> Work to do:
1. Reproduce, word for word, the section of the aquarium plants thread that opens with the words containing "## Holidays (Apr" and closes with "than without plants.".
2. Carry on the forum thread about fish swimming among aquarium plants, starting after its last post.

# Fish getting cuddly with the plants.



## Unnr (May 8, 2010)

I added some plants yesterday, along with a regular water change, and ever since the cardinal tetras have been getting really cuddly with ALL the plants. They've always seemed to like swimming under and around things, and nipping food off the tops of leaves when it lands there, but today, they're really weaving in and out and sometimes even touching leaves and stuff.

This ok? What's up?

-Unnr


----------



## BettaBeats (Jan 14, 2010)

tunnels, hidden lines-of-sight, protection, scratching their backs,

sounds perfectly normal.


----------



## Holidays (Apr 18, 2010)

yes, they do that, even with plastic plants, scare from the big mean discus lol.


----------



## Philip.Chan.92 (Apr 25, 2010)

My fish do that all the time, they prefer to swim through the plants, they do this to run away from each other, tiger barbs and odessa barbs, without the plants they used to chase each other all around the tank, having plants there makes it less stressful for the ones being picked on. My cory cats also appreciate the cover, fin nipping is much lower than without plants.

> Data rows:
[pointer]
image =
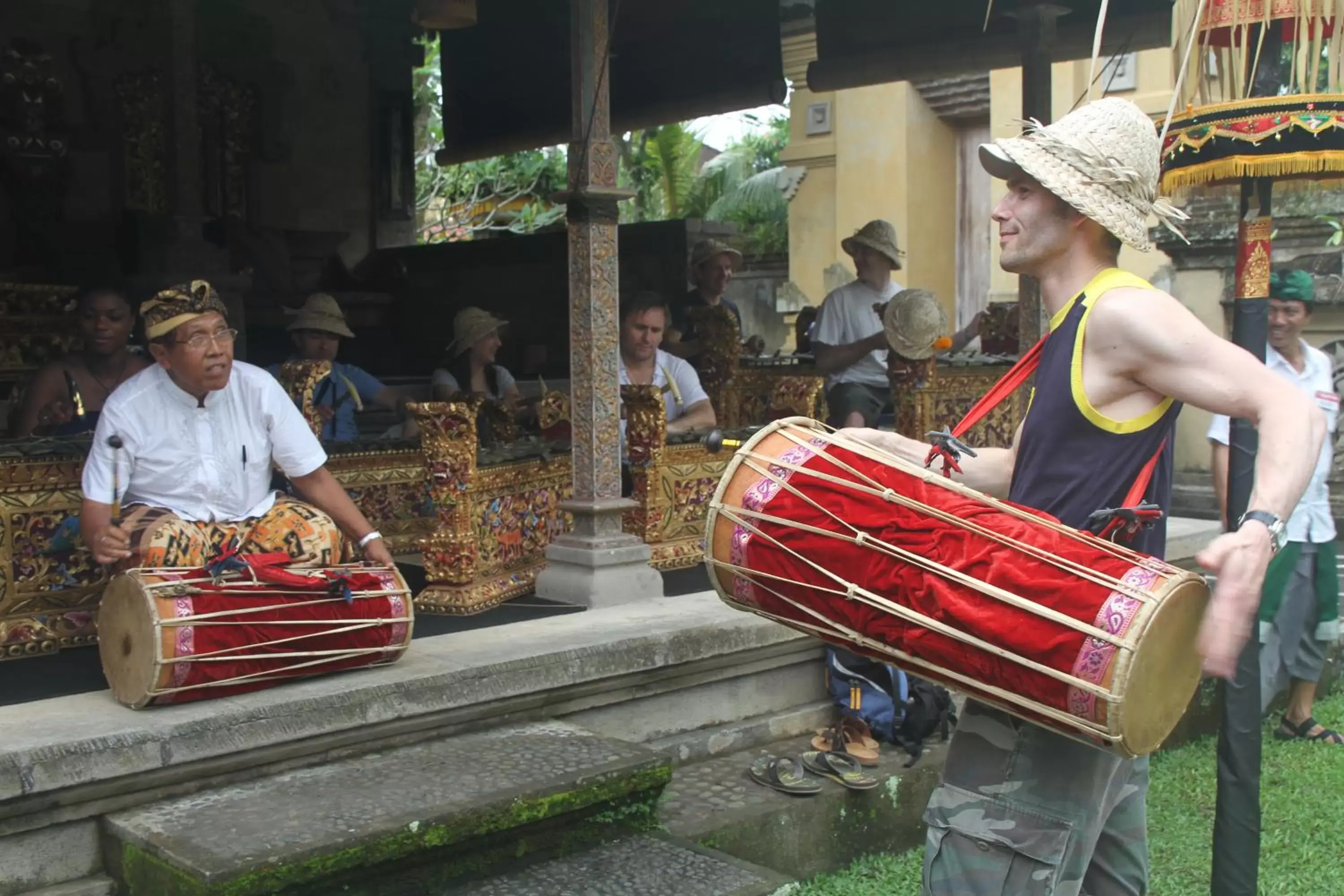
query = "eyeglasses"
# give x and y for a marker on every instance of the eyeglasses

...

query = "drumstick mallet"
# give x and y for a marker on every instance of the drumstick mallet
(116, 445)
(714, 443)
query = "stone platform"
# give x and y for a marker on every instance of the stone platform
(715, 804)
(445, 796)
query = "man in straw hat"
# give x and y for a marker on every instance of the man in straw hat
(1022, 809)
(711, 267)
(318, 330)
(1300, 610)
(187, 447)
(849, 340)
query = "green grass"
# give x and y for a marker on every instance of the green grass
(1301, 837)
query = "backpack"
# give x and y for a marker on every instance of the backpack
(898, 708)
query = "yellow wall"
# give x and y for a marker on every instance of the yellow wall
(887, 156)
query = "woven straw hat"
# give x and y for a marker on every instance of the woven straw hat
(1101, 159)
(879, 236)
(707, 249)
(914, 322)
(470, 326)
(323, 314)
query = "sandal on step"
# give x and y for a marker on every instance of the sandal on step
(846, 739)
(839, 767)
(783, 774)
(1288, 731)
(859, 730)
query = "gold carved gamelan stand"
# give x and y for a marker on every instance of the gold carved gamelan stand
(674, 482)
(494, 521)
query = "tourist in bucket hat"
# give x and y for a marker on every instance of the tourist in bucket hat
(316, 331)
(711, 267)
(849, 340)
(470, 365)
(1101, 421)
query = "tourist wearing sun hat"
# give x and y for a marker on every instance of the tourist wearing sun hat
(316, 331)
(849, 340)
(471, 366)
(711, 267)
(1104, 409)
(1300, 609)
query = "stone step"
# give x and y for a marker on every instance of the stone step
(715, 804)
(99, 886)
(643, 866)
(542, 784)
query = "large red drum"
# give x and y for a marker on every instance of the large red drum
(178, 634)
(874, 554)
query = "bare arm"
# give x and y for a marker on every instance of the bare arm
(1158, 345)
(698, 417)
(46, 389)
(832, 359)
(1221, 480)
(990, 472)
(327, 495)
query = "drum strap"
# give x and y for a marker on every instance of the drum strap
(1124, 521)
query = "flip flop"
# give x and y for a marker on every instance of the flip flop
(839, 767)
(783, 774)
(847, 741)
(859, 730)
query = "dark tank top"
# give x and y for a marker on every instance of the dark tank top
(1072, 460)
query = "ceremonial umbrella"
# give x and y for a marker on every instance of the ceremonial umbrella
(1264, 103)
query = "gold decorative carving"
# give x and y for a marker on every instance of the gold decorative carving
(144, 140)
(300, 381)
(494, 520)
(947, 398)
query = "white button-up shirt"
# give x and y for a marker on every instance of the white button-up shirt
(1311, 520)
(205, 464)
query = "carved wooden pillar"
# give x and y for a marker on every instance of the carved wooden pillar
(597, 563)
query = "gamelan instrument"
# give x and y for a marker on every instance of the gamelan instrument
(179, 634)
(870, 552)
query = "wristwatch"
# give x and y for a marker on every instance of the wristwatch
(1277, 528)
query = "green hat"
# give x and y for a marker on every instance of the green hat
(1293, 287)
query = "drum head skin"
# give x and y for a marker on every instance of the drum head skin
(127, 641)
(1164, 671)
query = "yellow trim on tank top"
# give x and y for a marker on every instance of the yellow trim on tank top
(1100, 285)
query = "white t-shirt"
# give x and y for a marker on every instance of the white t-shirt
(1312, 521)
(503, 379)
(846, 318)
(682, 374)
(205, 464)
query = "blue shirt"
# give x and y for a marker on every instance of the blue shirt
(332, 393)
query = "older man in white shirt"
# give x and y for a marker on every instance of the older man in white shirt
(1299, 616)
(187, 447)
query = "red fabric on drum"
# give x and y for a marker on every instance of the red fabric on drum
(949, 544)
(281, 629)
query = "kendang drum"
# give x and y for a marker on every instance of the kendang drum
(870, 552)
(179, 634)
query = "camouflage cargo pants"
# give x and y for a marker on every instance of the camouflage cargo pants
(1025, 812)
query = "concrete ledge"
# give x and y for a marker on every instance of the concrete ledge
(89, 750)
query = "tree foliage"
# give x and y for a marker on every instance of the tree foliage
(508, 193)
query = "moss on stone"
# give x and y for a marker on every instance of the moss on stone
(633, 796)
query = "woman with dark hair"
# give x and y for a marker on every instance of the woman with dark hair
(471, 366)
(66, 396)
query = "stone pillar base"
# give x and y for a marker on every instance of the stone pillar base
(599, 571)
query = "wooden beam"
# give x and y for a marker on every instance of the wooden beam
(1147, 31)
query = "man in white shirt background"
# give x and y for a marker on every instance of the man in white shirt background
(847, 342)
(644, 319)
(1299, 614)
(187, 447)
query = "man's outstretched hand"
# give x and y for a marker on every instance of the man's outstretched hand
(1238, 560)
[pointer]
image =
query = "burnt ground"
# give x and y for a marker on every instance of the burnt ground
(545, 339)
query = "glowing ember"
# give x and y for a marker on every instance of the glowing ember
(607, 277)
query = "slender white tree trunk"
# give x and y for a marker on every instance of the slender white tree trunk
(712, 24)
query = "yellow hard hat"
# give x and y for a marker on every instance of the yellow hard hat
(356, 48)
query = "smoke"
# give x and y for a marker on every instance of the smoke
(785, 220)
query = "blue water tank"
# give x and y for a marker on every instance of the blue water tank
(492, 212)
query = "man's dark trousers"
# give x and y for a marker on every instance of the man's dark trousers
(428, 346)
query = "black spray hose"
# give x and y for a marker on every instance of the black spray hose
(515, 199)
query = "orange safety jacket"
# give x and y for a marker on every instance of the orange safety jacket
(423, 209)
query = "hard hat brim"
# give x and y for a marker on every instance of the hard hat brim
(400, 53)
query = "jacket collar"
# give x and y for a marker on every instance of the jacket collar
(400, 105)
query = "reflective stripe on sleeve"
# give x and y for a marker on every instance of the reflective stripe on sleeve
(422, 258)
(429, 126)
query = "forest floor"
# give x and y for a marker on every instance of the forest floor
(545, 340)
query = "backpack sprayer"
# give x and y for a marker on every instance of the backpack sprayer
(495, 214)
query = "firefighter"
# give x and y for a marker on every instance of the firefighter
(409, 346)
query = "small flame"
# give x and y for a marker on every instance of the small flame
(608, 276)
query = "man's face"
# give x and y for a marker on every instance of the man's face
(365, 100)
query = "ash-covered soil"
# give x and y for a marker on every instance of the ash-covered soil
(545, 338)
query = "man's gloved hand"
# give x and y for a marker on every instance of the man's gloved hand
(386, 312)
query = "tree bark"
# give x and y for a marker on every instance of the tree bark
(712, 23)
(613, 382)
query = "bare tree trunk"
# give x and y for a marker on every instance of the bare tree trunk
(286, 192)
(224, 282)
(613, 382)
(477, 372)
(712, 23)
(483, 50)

> Outputs by task:
1.
## Holidays (Apr 18, 2010)

yes, they do that, even with plastic plants, scare from the big mean discus lol.


----------



## Philip.Chan.92 (Apr 25, 2010)

My fish do that all the time, they prefer to swim through the plants, they do this to run away from each other, tiger barbs and odessa barbs, without the plants they used to chase each other all around the tank, having plants there makes it less stressful for the ones being picked on. My cory cats also appreciate the cover, fin nipping is much lower than without plants.

2.
----------



## KhuliLoachFan (Mar 8, 2008)

If there aren't enough caves, my Cichlids gravitate towards hiding in the plastic plants. It's really weird when they decide to go vertical because it makes a tall vertical plant into a better hiding spot. I should try to get a picture, it looks weird!!! 

W


----------



## Riceburner (Mar 14, 2008)

would help make use of the top of the water column without stacking rocks all the way up.


----------



## NVES (Apr 21, 2010)

Yep my guys are swimming in and around, through, over, under all of my plants. And now that my cabomba has grown a foot in the past week or so, I hardly see them swimming around the tank - they're always 'playing' in the weeds!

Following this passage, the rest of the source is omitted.